# Text section
►
Projected spatial distribution and 2D-DEDICA isodensity contours of SDSS galaxies with | (ri) − (ri)BCG | ≤ 0.2 and Mr< − 19 in a few FGSs spanning a wide range of appearances (see text). The plots are centered on the S07 BCGs (marked with black crosses). The inner circle encloses the region within R200. The outer two circles enclose the regions within 2R200 and 3R200. The sectors used for the computation of the local field are displayed. Units on the axes are in Mpc.

For most S07 objects, there is an excellent match between the location of the BCG and the densest density peak in the whole 2R200 region [hereafter Ipeak(2R200)]. In a sample of 24 S07 systems, the median distance between the BCG and the density peak location is d ~ 80 kpc ~ 0.05R200. In the above cases the presence and identification of a galaxy system is outstanding and, with the exception of FGS13, they all already have a corresponding system in one or more published optical cluster catalogs.
◄
# Instructions
**A)** Answer these questions from the excerpt on SDSS galaxy density maps:
(i) What do the black crosses in the plots mark?
(ii) What region does the inner circle enclose?
(iii) In the sample of 24 S07 systems, what is the median distance between the BCG and the density peak location?
**B)** Condense the paragraph of the excerpt on SDSS galaxy density maps that begins "For most S07 objects" into a short bulleted list that keeps its main facts.
The records have no connection to the text.

# Rows
►
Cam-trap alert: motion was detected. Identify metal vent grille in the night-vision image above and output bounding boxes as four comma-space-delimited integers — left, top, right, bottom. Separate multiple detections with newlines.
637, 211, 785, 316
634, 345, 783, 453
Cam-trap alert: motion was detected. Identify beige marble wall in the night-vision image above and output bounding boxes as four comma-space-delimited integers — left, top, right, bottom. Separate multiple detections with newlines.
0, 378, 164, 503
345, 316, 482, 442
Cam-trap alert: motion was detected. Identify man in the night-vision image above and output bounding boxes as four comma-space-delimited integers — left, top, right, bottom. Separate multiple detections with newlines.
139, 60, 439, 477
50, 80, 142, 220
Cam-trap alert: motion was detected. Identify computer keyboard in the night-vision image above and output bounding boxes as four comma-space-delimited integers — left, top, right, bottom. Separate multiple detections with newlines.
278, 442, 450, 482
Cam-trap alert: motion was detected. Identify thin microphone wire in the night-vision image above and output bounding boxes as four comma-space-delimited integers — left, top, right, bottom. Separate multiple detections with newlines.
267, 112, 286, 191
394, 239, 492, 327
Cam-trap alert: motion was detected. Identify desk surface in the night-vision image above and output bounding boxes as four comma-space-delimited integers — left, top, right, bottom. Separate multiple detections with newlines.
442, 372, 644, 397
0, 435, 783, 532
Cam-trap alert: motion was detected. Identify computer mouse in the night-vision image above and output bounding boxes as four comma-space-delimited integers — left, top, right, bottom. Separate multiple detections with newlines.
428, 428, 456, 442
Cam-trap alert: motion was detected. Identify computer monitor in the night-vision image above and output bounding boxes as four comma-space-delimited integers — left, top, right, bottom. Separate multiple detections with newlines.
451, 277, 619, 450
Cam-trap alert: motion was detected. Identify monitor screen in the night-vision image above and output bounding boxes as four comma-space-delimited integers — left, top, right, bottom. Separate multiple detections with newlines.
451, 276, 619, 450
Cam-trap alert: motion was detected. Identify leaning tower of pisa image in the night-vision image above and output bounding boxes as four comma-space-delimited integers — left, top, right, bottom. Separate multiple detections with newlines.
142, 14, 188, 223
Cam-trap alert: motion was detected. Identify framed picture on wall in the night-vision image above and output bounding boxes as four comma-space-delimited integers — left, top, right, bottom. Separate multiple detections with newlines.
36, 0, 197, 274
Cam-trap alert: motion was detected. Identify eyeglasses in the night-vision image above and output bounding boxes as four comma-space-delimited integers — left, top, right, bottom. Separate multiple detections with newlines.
◄
# Worked solutions
**A)**
(i) The S07 BCGs.
(ii) The region within R200.
(iii) About 80 kpc, roughly 0.05R200.

**B)**
- For most S07 objects, the BCG location closely matches the densest density peak in the 2R200 region, Ipeak(2R200).
- Across 24 S07 systems, the median distance between the BCG and that peak is about 80 kpc, roughly 0.05R200.
- In these cases a galaxy system is clearly present and identified.
- All of them except FGS13 already have a matching system in one or more published optical cluster catalogs.